-- START --
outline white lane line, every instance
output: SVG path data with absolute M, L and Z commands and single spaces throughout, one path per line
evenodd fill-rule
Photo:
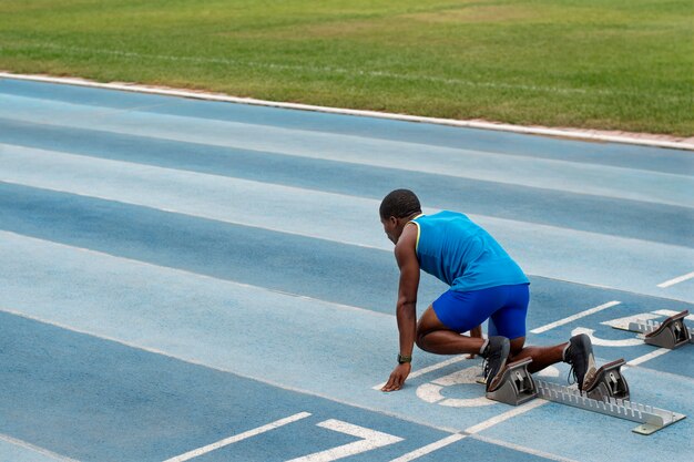
M 520 415 L 522 413 L 531 411 L 531 410 L 533 410 L 535 408 L 544 405 L 548 402 L 550 402 L 550 401 L 540 400 L 540 399 L 532 400 L 532 401 L 530 401 L 530 402 L 528 402 L 528 403 L 525 403 L 523 405 L 519 405 L 518 408 L 513 408 L 510 411 L 507 411 L 507 412 L 504 412 L 502 414 L 494 415 L 491 419 L 487 419 L 486 421 L 480 422 L 477 425 L 469 427 L 469 428 L 467 428 L 465 430 L 465 432 L 468 433 L 468 434 L 479 433 L 479 432 L 481 432 L 483 430 L 487 430 L 487 429 L 489 429 L 489 428 L 491 428 L 491 427 L 493 427 L 493 425 L 496 425 L 498 423 L 504 422 L 504 421 L 507 421 L 507 420 L 509 420 L 511 418 L 514 418 L 517 415 Z
M 317 427 L 333 430 L 339 433 L 345 433 L 350 437 L 361 438 L 360 441 L 354 443 L 344 444 L 337 448 L 329 449 L 327 451 L 316 452 L 302 458 L 292 459 L 288 462 L 331 462 L 338 459 L 349 458 L 351 455 L 360 454 L 363 452 L 371 451 L 374 449 L 387 446 L 402 441 L 400 437 L 394 437 L 392 434 L 382 433 L 376 430 L 366 429 L 364 427 L 355 425 L 351 423 L 343 422 L 341 420 L 329 419 L 325 422 L 320 422 Z
M 685 280 L 692 279 L 692 278 L 694 278 L 694 271 L 687 273 L 686 275 L 676 277 L 674 279 L 666 280 L 665 283 L 661 283 L 657 285 L 657 287 L 664 289 L 664 288 L 674 286 L 675 284 L 684 283 Z
M 288 423 L 296 422 L 297 420 L 306 419 L 309 415 L 310 415 L 310 413 L 308 413 L 308 412 L 299 412 L 298 414 L 294 414 L 294 415 L 287 417 L 285 419 L 276 420 L 275 422 L 268 423 L 267 425 L 258 427 L 257 429 L 248 430 L 248 431 L 245 431 L 243 433 L 235 434 L 235 435 L 229 437 L 229 438 L 225 438 L 224 440 L 217 441 L 216 443 L 207 444 L 206 446 L 198 448 L 198 449 L 195 449 L 193 451 L 188 451 L 185 454 L 181 454 L 181 455 L 176 455 L 175 458 L 166 459 L 164 462 L 184 462 L 184 461 L 191 460 L 193 458 L 197 458 L 198 455 L 206 454 L 206 453 L 208 453 L 211 451 L 214 451 L 216 449 L 224 448 L 226 445 L 236 443 L 238 441 L 246 440 L 248 438 L 256 437 L 258 434 L 268 432 L 271 430 L 278 429 L 278 428 L 284 427 L 284 425 L 286 425 Z
M 442 440 L 439 441 L 435 441 L 431 444 L 427 444 L 426 446 L 419 448 L 412 452 L 408 452 L 405 455 L 401 455 L 397 459 L 391 460 L 390 462 L 409 462 L 409 461 L 414 461 L 415 459 L 419 459 L 422 455 L 427 455 L 432 453 L 433 451 L 438 451 L 441 448 L 446 448 L 449 444 L 452 444 L 455 442 L 458 442 L 462 439 L 468 438 L 467 434 L 461 434 L 461 433 L 456 433 L 456 434 L 451 434 L 450 437 L 446 437 Z
M 659 309 L 652 312 L 670 318 L 671 316 L 678 315 L 681 311 L 674 311 L 672 309 Z M 684 319 L 686 319 L 687 321 L 694 321 L 694 314 L 686 316 Z
M 472 434 L 479 433 L 483 430 L 487 430 L 498 423 L 504 422 L 511 418 L 514 418 L 517 415 L 520 415 L 524 412 L 528 412 L 530 410 L 533 410 L 535 408 L 539 408 L 540 405 L 544 405 L 550 401 L 547 400 L 533 400 L 530 401 L 527 404 L 520 405 L 518 408 L 511 409 L 508 412 L 504 412 L 502 414 L 499 415 L 494 415 L 491 419 L 488 419 L 483 422 L 478 423 L 477 425 L 472 425 L 469 427 L 468 429 L 466 429 L 463 432 L 461 433 L 456 433 L 456 434 L 451 434 L 450 437 L 446 437 L 439 441 L 435 441 L 431 444 L 428 444 L 426 446 L 419 448 L 412 452 L 408 452 L 407 454 L 404 454 L 397 459 L 391 460 L 390 462 L 409 462 L 409 461 L 414 461 L 415 459 L 419 459 L 422 455 L 427 455 L 430 454 L 441 448 L 446 448 L 447 445 L 453 444 L 455 442 L 458 442 L 465 438 L 468 438 Z
M 552 454 L 552 453 L 540 451 L 540 450 L 532 449 L 532 448 L 525 448 L 525 446 L 522 446 L 520 444 L 510 443 L 508 441 L 497 440 L 496 438 L 483 437 L 481 434 L 473 434 L 470 438 L 473 439 L 473 440 L 483 441 L 483 442 L 489 443 L 489 444 L 496 444 L 498 446 L 509 448 L 509 449 L 512 449 L 512 450 L 518 451 L 518 452 L 524 452 L 527 454 L 538 455 L 540 458 L 544 458 L 544 459 L 548 459 L 550 461 L 557 461 L 557 462 L 579 462 L 575 459 L 562 458 L 561 455 Z
M 63 462 L 79 462 L 76 459 L 70 459 L 67 455 L 57 454 L 57 453 L 54 453 L 52 451 L 49 451 L 48 449 L 39 448 L 37 445 L 33 445 L 33 444 L 28 443 L 28 442 L 22 441 L 22 440 L 18 440 L 17 438 L 12 438 L 12 437 L 9 437 L 9 435 L 3 434 L 3 433 L 0 433 L 0 441 L 4 441 L 6 443 L 10 443 L 10 444 L 16 445 L 16 446 L 28 449 L 28 450 L 37 452 L 37 453 L 39 453 L 41 455 L 47 455 L 49 458 L 52 458 L 52 459 L 55 459 L 55 460 L 59 460 L 59 461 L 63 461 Z
M 465 356 L 463 355 L 457 356 L 455 358 L 447 359 L 446 361 L 437 362 L 436 365 L 431 365 L 429 367 L 416 370 L 416 371 L 414 371 L 412 373 L 410 373 L 408 376 L 408 380 L 409 379 L 415 379 L 415 378 L 417 378 L 419 376 L 423 376 L 425 373 L 429 373 L 429 372 L 432 372 L 435 370 L 442 369 L 446 366 L 450 366 L 450 365 L 455 365 L 455 363 L 460 362 L 460 361 L 465 361 L 466 360 L 466 356 L 467 355 L 465 355 Z M 387 382 L 379 383 L 379 384 L 372 387 L 372 389 L 374 390 L 380 390 L 381 388 L 384 388 L 386 386 L 386 383 Z
M 560 320 L 554 321 L 554 322 L 550 322 L 550 324 L 548 324 L 545 326 L 542 326 L 542 327 L 538 327 L 535 329 L 532 329 L 531 332 L 532 333 L 547 332 L 548 330 L 553 329 L 555 327 L 563 326 L 565 324 L 575 321 L 576 319 L 584 318 L 586 316 L 593 315 L 593 314 L 595 314 L 598 311 L 602 311 L 603 309 L 608 309 L 608 308 L 611 308 L 611 307 L 620 305 L 620 304 L 621 304 L 621 301 L 616 301 L 616 300 L 609 301 L 609 302 L 600 305 L 600 306 L 598 306 L 595 308 L 586 309 L 585 311 L 581 311 L 581 312 L 578 312 L 578 314 L 575 314 L 573 316 L 569 316 L 568 318 L 560 319 Z
M 657 350 L 651 351 L 647 355 L 640 356 L 639 358 L 632 359 L 631 361 L 629 361 L 626 363 L 626 366 L 639 366 L 639 365 L 642 365 L 642 363 L 644 363 L 646 361 L 650 361 L 653 358 L 657 358 L 659 356 L 663 356 L 663 355 L 665 355 L 666 352 L 670 352 L 670 351 L 672 351 L 672 350 L 670 350 L 667 348 L 659 348 Z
-- END --
**Goal**
Repeat all of the records above, swapping "white lane line" for "yellow lane line" and leaving everything else unchanged. Leave the pictures out of your answer.

**Complete response**
outline yellow lane line, every instance
output: SVG path data with absolute M, L and Z commands and single spaces throughout, one path per line
evenodd fill-rule
Photo:
M 520 415 L 522 413 L 531 411 L 531 410 L 533 410 L 535 408 L 544 405 L 548 402 L 550 402 L 550 401 L 540 400 L 540 399 L 532 400 L 532 401 L 530 401 L 530 402 L 528 402 L 528 403 L 525 403 L 523 405 L 519 405 L 518 408 L 513 408 L 510 411 L 507 411 L 507 412 L 504 412 L 502 414 L 494 415 L 491 419 L 487 419 L 486 421 L 480 422 L 477 425 L 469 427 L 469 428 L 467 428 L 465 430 L 465 432 L 468 433 L 468 434 L 479 433 L 479 432 L 481 432 L 483 430 L 487 430 L 487 429 L 489 429 L 489 428 L 491 428 L 491 427 L 493 427 L 493 425 L 496 425 L 498 423 L 504 422 L 504 421 L 507 421 L 507 420 L 509 420 L 511 418 L 514 418 L 517 415 Z
M 317 427 L 333 430 L 339 433 L 345 433 L 350 437 L 361 438 L 360 441 L 354 443 L 344 444 L 337 448 L 329 449 L 327 451 L 316 452 L 302 458 L 292 459 L 288 462 L 331 462 L 338 459 L 349 458 L 351 455 L 360 454 L 363 452 L 371 451 L 374 449 L 387 446 L 402 441 L 400 437 L 394 437 L 392 434 L 382 433 L 376 430 L 366 429 L 364 427 L 355 425 L 351 423 L 343 422 L 341 420 L 329 419 L 325 422 L 320 422 Z
M 685 280 L 692 279 L 692 278 L 694 278 L 694 271 L 687 273 L 686 275 L 676 277 L 674 279 L 666 280 L 665 283 L 661 283 L 657 285 L 657 287 L 664 289 L 664 288 L 674 286 L 675 284 L 684 283 Z
M 288 423 L 296 422 L 297 420 L 306 419 L 309 415 L 310 415 L 310 413 L 308 413 L 308 412 L 299 412 L 298 414 L 294 414 L 294 415 L 287 417 L 285 419 L 276 420 L 275 422 L 268 423 L 267 425 L 258 427 L 257 429 L 248 430 L 248 431 L 245 431 L 243 433 L 235 434 L 235 435 L 229 437 L 229 438 L 225 438 L 224 440 L 217 441 L 216 443 L 207 444 L 206 446 L 198 448 L 198 449 L 195 449 L 193 451 L 188 451 L 185 454 L 181 454 L 181 455 L 176 455 L 175 458 L 166 459 L 164 462 L 184 462 L 184 461 L 191 460 L 193 458 L 197 458 L 198 455 L 206 454 L 206 453 L 208 453 L 211 451 L 214 451 L 216 449 L 224 448 L 226 445 L 236 443 L 238 441 L 246 440 L 248 438 L 256 437 L 258 434 L 268 432 L 271 430 L 278 429 L 278 428 L 284 427 L 284 425 L 286 425 Z
M 442 440 L 439 441 L 435 441 L 431 444 L 427 444 L 426 446 L 419 448 L 412 452 L 408 452 L 405 455 L 401 455 L 397 459 L 391 460 L 390 462 L 409 462 L 409 461 L 414 461 L 415 459 L 419 459 L 422 455 L 427 455 L 432 453 L 433 451 L 438 451 L 441 448 L 446 448 L 449 444 L 452 444 L 455 442 L 458 442 L 462 439 L 468 438 L 467 434 L 461 434 L 461 433 L 456 433 L 456 434 L 451 434 L 450 437 L 446 437 Z
M 659 309 L 652 312 L 670 318 L 671 316 L 678 315 L 681 311 L 674 311 L 672 309 Z M 684 319 L 686 319 L 687 321 L 694 321 L 694 314 L 686 316 Z
M 472 434 L 479 433 L 483 430 L 487 430 L 498 423 L 504 422 L 511 418 L 514 418 L 517 415 L 520 415 L 524 412 L 528 412 L 530 410 L 533 410 L 535 408 L 539 408 L 540 405 L 544 405 L 550 401 L 547 400 L 533 400 L 530 401 L 527 404 L 520 405 L 518 408 L 511 409 L 508 412 L 504 412 L 502 414 L 499 415 L 494 415 L 491 419 L 488 419 L 483 422 L 478 423 L 477 425 L 472 425 L 469 427 L 468 429 L 466 429 L 463 432 L 461 433 L 456 433 L 456 434 L 451 434 L 450 437 L 446 437 L 439 441 L 435 441 L 431 444 L 428 444 L 426 446 L 419 448 L 412 452 L 408 452 L 407 454 L 404 454 L 397 459 L 391 460 L 390 462 L 409 462 L 409 461 L 414 461 L 415 459 L 419 459 L 422 455 L 427 455 L 430 454 L 441 448 L 446 448 L 447 445 L 453 444 L 455 442 L 458 442 L 465 438 L 468 438 Z
M 552 454 L 552 453 L 540 451 L 540 450 L 532 449 L 532 448 L 525 448 L 525 446 L 522 446 L 520 444 L 510 443 L 508 441 L 497 440 L 496 438 L 483 437 L 481 434 L 473 434 L 470 438 L 473 439 L 473 440 L 483 441 L 483 442 L 489 443 L 489 444 L 496 444 L 498 446 L 509 448 L 509 449 L 512 449 L 512 450 L 518 451 L 518 452 L 524 452 L 527 454 L 538 455 L 540 458 L 544 458 L 544 459 L 548 459 L 550 461 L 557 461 L 557 462 L 579 462 L 575 459 L 562 458 L 561 455 Z
M 63 462 L 79 462 L 76 459 L 70 459 L 67 455 L 57 454 L 57 453 L 54 453 L 52 451 L 49 451 L 48 449 L 39 448 L 37 445 L 33 445 L 33 444 L 28 443 L 28 442 L 22 441 L 22 440 L 18 440 L 17 438 L 12 438 L 12 437 L 9 437 L 9 435 L 3 434 L 3 433 L 0 433 L 0 441 L 4 441 L 6 443 L 10 443 L 10 444 L 16 445 L 16 446 L 28 449 L 28 450 L 37 452 L 37 453 L 39 453 L 41 455 L 47 455 L 49 458 L 52 458 L 52 459 L 55 459 L 55 460 L 59 460 L 59 461 L 63 461 Z
M 465 356 L 463 355 L 457 356 L 455 358 L 447 359 L 446 361 L 437 362 L 436 365 L 431 365 L 429 367 L 416 370 L 416 371 L 414 371 L 412 373 L 410 373 L 408 376 L 408 380 L 409 379 L 415 379 L 415 378 L 417 378 L 419 376 L 423 376 L 425 373 L 429 373 L 429 372 L 432 372 L 435 370 L 442 369 L 446 366 L 450 366 L 450 365 L 455 365 L 455 363 L 460 362 L 460 361 L 465 361 L 466 360 L 466 356 L 467 355 L 465 355 Z M 387 382 L 379 383 L 379 384 L 372 387 L 372 389 L 374 390 L 380 390 L 381 388 L 384 388 L 386 386 L 386 383 Z
M 560 320 L 554 321 L 554 322 L 550 322 L 550 324 L 548 324 L 545 326 L 542 326 L 542 327 L 538 327 L 535 329 L 532 329 L 531 332 L 532 333 L 547 332 L 548 330 L 553 329 L 555 327 L 563 326 L 565 324 L 575 321 L 576 319 L 584 318 L 586 316 L 593 315 L 593 314 L 595 314 L 598 311 L 602 311 L 603 309 L 608 309 L 608 308 L 611 308 L 611 307 L 620 305 L 620 304 L 621 304 L 621 301 L 616 301 L 616 300 L 609 301 L 609 302 L 600 305 L 600 306 L 598 306 L 595 308 L 586 309 L 585 311 L 581 311 L 581 312 L 578 312 L 578 314 L 575 314 L 573 316 L 569 316 L 568 318 L 560 319 Z
M 657 350 L 651 351 L 647 355 L 640 356 L 639 358 L 632 359 L 631 361 L 629 361 L 626 363 L 626 366 L 639 366 L 639 365 L 642 365 L 642 363 L 644 363 L 646 361 L 650 361 L 653 358 L 657 358 L 659 356 L 663 356 L 663 355 L 665 355 L 666 352 L 670 352 L 670 351 L 672 351 L 672 350 L 670 350 L 667 348 L 659 348 Z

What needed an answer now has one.